The request: For each of the following statements, state whether it agrees with the thread on using an Indicol to indicate a hole, answering yes or no and quoting the words of the thread that decide it. 1. The person who replies owns an Indicol. 2. The reply says to turn the spindle under power while the indicator sweeps above the hole. 3. According to the reply, if the hole is not round, equal readings diametrically opposed must suffice.
━━ Article ━━
# How do I use an Indicol to indicate a hole?



## HMF (Dec 28, 2011)

*Indicol question* 
                                                    Do I clamp it to the spindle of a milling machine? Then what?


Any photos would be a great help!


Thanks,


Nelson


----------



## Tony Wells (Dec 28, 2011)

Well, I don't own one, so someone else will have to do the photos, but I have used one a time or two. After you clamp it to the spindle nose where it can rotate with the spindle, put a DTI on the dovetail and manipulate the arms to get the indicator just above the hole. Position it near the edge of the hole and turn the spindle by hand so that the indicator point swings in a circle just above the hole. Move the table and adjust the swept diameter until it is close to fitting into the hole. When you think it will fit, lower the quill until the indicator is just inside the hole, then continue turning the spindle and observing the readings. Move the table until you get the same readings all around. If the hole isn't round, you have to settle for the same readings diametrically opposed.
━━━
━━ Records provided ━━
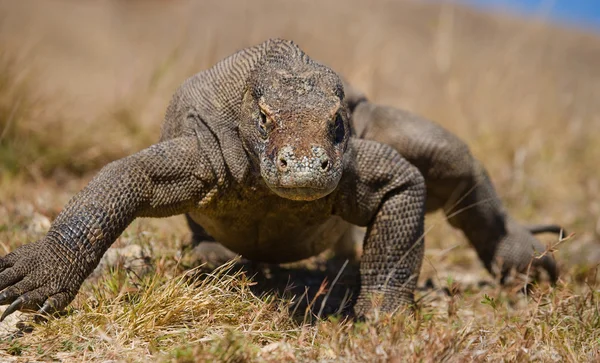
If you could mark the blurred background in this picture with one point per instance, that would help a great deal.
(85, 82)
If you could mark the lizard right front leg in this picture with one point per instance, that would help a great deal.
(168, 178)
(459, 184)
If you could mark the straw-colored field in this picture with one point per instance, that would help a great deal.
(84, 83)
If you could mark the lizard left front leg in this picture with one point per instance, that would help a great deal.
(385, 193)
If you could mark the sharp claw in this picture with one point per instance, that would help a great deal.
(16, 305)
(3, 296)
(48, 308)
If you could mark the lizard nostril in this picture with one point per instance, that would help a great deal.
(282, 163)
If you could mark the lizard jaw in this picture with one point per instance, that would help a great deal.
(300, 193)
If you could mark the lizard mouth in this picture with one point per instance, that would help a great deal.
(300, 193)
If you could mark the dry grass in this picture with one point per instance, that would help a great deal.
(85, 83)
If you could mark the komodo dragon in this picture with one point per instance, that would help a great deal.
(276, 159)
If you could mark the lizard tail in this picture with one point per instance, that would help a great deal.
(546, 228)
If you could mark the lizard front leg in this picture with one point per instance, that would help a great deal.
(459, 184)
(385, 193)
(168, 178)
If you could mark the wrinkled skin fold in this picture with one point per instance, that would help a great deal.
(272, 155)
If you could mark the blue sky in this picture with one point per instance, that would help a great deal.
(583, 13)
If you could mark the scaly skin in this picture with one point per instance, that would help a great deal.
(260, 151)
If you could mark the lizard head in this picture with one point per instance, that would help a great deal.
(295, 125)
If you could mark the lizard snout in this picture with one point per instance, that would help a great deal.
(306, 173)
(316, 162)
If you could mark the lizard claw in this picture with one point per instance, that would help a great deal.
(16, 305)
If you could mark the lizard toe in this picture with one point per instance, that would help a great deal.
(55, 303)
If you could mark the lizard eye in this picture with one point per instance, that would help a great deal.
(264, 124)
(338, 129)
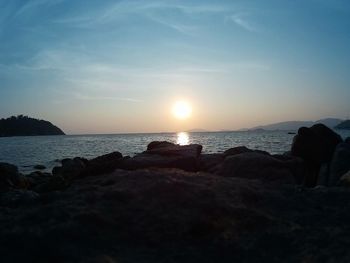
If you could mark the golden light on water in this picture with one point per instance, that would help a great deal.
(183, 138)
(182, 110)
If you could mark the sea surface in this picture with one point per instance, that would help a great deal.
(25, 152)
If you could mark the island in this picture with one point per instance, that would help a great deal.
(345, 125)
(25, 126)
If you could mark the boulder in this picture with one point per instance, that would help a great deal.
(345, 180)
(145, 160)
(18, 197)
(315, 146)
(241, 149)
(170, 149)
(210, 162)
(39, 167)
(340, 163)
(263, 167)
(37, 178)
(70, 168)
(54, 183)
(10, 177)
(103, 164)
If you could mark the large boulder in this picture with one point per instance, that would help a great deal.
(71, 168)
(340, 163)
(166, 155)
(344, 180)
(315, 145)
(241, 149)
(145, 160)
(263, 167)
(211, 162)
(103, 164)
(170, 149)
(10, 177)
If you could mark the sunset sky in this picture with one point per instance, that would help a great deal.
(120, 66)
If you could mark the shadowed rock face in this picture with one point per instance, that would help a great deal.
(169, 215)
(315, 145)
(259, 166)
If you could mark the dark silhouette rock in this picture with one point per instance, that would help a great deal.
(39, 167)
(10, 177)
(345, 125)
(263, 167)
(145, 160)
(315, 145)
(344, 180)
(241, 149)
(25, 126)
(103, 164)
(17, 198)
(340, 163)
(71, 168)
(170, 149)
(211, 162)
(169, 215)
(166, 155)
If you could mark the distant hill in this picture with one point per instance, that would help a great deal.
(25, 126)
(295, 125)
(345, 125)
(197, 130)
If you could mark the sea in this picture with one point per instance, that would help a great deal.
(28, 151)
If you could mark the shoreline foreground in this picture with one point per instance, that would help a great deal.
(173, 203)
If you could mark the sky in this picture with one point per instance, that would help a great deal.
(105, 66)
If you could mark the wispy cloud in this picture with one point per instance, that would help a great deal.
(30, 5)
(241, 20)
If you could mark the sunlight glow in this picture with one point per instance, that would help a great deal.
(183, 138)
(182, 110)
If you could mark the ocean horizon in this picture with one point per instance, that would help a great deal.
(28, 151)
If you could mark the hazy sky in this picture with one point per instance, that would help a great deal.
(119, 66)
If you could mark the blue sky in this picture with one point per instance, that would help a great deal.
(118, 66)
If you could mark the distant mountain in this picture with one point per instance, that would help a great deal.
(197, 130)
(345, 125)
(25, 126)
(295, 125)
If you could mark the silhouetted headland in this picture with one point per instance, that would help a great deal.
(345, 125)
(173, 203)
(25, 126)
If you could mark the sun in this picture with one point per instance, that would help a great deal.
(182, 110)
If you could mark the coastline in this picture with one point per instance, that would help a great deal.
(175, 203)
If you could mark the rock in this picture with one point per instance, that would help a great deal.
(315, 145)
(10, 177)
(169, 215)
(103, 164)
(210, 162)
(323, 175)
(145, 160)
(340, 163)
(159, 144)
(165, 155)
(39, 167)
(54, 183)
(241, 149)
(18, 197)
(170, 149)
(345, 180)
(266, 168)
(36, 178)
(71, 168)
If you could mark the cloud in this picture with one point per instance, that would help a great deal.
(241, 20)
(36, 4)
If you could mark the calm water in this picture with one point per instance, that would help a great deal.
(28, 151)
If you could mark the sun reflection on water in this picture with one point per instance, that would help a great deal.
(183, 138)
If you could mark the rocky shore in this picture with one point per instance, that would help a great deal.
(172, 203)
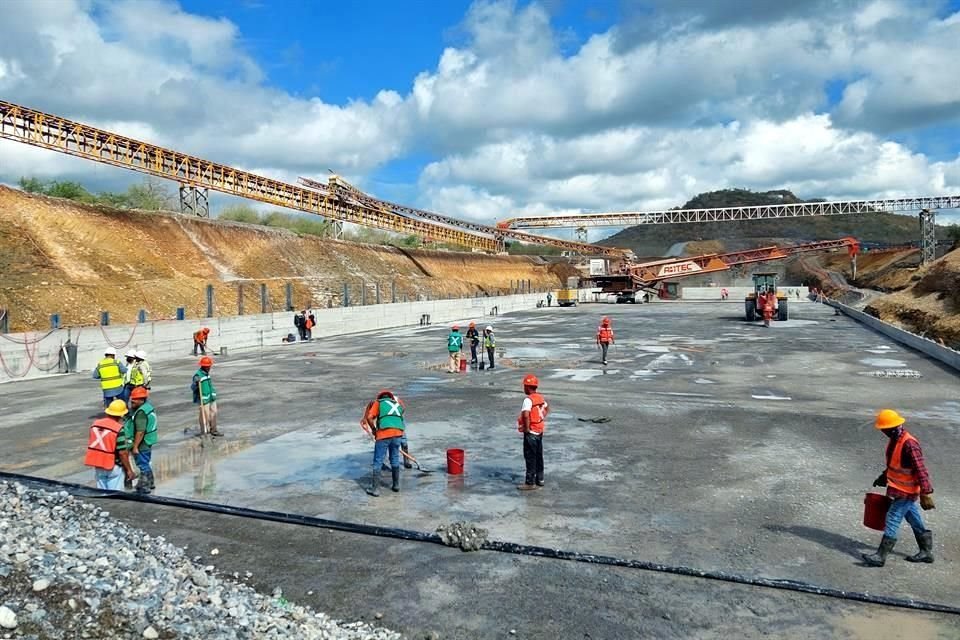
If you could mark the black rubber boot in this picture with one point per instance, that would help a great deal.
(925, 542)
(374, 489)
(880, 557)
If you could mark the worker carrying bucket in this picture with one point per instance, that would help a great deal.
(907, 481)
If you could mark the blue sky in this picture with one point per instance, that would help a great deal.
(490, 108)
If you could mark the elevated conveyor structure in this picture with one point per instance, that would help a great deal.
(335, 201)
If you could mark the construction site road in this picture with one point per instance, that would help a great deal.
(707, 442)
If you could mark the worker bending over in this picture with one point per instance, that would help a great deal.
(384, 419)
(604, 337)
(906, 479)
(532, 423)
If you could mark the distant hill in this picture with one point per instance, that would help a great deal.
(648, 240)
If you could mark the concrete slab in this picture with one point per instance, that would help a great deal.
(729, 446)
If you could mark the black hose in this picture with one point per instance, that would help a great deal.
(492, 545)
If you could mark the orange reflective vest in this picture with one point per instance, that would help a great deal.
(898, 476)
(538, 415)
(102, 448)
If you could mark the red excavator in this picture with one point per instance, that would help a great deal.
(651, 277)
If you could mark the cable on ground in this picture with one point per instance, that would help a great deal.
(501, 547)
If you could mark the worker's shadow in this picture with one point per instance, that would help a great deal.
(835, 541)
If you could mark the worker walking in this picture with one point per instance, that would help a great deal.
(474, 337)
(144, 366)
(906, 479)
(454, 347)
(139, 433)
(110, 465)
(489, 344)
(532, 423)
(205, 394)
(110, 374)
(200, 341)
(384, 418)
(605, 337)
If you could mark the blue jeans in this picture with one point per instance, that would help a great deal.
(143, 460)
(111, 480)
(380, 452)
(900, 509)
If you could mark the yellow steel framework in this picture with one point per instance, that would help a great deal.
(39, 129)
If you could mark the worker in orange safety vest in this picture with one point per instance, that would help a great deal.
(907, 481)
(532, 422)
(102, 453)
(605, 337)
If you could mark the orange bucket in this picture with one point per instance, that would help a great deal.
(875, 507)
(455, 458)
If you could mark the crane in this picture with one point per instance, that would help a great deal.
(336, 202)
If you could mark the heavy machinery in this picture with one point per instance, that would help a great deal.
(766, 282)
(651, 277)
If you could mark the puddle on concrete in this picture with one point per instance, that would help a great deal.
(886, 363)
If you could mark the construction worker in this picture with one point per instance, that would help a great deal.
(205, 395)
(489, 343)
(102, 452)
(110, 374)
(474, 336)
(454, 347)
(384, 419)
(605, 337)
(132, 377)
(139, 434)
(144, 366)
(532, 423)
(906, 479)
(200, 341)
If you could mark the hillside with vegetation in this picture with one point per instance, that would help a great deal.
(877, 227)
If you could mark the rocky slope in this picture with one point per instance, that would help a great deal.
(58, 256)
━━━
━━ Records provided ━━
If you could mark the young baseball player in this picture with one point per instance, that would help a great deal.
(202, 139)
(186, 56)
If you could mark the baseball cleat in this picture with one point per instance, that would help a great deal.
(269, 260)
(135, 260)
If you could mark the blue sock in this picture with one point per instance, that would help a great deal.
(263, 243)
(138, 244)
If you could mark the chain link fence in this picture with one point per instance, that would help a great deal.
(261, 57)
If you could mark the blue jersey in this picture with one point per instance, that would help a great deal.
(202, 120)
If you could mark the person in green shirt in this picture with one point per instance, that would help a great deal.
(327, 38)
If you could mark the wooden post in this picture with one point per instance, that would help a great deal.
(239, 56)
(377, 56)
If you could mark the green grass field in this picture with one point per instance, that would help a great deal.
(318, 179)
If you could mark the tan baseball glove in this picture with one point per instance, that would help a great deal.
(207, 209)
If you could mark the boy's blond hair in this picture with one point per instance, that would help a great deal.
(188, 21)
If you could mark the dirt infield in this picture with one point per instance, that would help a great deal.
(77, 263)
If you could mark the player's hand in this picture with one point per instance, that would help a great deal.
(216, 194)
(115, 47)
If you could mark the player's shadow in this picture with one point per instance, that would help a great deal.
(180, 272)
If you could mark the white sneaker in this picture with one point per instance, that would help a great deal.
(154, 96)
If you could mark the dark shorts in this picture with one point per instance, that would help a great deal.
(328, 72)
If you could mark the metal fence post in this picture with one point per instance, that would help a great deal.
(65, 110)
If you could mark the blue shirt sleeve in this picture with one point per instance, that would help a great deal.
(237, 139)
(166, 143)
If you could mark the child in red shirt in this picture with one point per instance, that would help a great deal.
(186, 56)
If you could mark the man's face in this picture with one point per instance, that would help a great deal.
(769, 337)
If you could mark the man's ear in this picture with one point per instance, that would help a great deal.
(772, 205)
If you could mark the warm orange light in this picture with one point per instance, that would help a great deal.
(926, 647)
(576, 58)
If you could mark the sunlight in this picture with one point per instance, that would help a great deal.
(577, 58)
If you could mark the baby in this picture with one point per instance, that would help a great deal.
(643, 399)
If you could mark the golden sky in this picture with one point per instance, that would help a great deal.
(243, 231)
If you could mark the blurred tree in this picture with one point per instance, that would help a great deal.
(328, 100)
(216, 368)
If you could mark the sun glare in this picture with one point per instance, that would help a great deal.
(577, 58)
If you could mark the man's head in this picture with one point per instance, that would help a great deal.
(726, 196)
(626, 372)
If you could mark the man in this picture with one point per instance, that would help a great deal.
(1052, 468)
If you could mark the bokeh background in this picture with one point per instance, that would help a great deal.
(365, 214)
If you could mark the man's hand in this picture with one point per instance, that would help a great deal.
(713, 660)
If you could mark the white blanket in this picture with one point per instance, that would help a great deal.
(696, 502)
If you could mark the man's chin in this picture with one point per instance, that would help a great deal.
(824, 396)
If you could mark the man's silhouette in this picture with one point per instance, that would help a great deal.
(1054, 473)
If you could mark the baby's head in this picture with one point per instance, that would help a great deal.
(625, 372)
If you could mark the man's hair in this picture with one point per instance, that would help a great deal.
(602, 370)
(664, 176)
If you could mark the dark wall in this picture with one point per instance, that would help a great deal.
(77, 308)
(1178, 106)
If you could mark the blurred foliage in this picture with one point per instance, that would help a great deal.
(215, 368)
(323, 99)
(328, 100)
━━━
━━ Records provided ━━
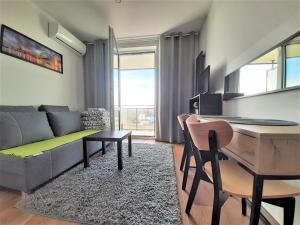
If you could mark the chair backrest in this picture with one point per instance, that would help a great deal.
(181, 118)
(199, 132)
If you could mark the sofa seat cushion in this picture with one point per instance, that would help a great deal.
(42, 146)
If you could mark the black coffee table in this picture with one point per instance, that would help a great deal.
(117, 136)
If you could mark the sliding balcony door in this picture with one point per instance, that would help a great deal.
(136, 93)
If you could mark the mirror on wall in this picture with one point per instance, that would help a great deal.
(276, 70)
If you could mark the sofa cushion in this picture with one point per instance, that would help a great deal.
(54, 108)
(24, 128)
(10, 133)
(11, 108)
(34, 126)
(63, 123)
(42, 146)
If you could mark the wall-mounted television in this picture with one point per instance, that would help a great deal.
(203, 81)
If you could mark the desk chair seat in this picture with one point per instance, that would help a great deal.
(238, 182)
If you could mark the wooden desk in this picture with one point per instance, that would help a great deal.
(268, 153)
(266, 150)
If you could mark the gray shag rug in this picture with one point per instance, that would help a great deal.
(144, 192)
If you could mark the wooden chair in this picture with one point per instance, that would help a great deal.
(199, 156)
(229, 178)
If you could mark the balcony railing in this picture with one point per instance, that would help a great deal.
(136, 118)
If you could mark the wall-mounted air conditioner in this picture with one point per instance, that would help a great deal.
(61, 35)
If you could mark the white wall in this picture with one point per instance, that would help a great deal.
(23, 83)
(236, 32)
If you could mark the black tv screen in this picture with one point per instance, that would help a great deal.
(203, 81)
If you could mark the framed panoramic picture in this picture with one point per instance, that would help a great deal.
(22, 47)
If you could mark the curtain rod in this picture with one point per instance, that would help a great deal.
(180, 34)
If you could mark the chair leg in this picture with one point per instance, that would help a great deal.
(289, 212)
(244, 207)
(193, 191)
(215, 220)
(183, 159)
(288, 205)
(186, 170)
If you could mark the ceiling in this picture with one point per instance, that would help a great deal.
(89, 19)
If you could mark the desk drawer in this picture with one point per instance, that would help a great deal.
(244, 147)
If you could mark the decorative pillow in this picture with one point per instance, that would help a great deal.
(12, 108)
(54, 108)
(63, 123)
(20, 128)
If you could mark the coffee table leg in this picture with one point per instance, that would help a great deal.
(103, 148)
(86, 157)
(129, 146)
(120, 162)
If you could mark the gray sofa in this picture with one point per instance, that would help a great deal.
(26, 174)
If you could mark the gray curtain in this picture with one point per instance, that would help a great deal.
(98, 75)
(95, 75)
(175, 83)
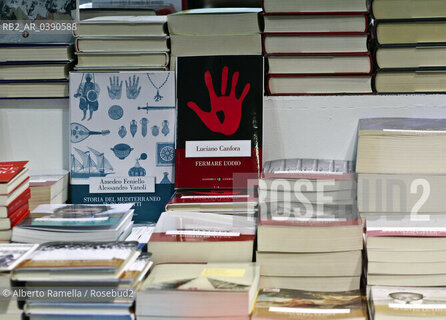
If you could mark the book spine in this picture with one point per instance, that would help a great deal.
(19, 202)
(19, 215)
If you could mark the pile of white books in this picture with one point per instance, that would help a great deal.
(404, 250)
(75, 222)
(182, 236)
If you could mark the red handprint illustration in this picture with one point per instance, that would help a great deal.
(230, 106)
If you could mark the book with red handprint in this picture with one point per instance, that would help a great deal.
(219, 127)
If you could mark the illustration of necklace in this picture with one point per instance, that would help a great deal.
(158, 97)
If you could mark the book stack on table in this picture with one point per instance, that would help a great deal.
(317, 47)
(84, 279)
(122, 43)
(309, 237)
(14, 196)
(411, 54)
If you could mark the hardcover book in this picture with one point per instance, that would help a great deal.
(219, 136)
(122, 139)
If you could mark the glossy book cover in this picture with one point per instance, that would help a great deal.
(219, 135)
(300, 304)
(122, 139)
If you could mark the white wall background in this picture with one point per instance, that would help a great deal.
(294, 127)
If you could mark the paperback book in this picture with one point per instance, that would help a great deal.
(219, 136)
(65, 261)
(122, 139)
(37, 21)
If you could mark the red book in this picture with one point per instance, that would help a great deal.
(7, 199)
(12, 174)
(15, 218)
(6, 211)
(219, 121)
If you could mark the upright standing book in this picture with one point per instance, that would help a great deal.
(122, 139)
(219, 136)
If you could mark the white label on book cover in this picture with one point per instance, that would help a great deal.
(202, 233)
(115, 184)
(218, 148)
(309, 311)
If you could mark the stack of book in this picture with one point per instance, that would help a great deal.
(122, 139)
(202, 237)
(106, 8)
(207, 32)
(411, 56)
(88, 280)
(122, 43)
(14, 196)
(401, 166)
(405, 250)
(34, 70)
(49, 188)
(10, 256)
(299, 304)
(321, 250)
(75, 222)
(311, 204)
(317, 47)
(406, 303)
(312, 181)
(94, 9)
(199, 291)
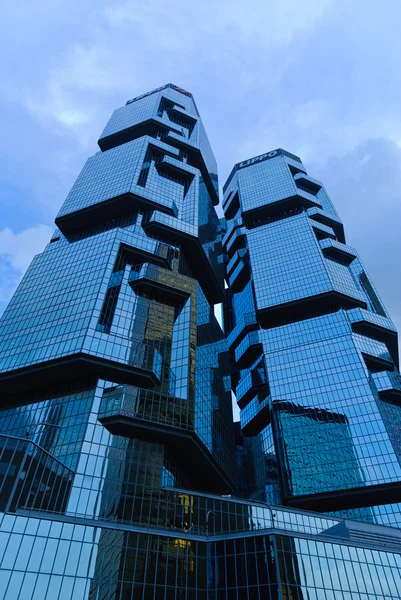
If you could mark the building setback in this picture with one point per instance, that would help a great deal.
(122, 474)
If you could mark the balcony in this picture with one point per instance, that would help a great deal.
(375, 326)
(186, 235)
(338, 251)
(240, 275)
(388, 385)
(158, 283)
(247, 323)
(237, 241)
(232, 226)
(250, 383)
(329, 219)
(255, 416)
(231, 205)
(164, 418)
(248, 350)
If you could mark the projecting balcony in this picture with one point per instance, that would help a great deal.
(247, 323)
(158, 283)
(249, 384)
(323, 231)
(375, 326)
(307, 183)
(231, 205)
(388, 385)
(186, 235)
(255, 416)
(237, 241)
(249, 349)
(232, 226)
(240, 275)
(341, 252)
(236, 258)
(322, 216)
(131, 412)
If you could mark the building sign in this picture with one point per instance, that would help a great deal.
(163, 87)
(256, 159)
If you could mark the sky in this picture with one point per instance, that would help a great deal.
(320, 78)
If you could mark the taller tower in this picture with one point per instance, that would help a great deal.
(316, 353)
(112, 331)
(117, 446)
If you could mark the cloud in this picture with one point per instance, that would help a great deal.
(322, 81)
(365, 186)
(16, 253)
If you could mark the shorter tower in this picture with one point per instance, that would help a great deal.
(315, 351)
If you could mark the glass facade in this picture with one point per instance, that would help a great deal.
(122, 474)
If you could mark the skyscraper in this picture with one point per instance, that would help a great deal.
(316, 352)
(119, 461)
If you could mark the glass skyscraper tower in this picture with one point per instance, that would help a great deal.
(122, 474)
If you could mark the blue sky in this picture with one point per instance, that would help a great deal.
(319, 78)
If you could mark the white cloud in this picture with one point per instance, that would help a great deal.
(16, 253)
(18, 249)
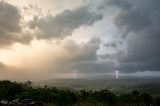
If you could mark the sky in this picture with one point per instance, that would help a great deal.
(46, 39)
━━━
Reply:
1. No: "I don't own one"
2. No: "turn the spindle by hand"
3. Yes: "If the hole isn't round, you have to settle for the same readings diametrically opposed."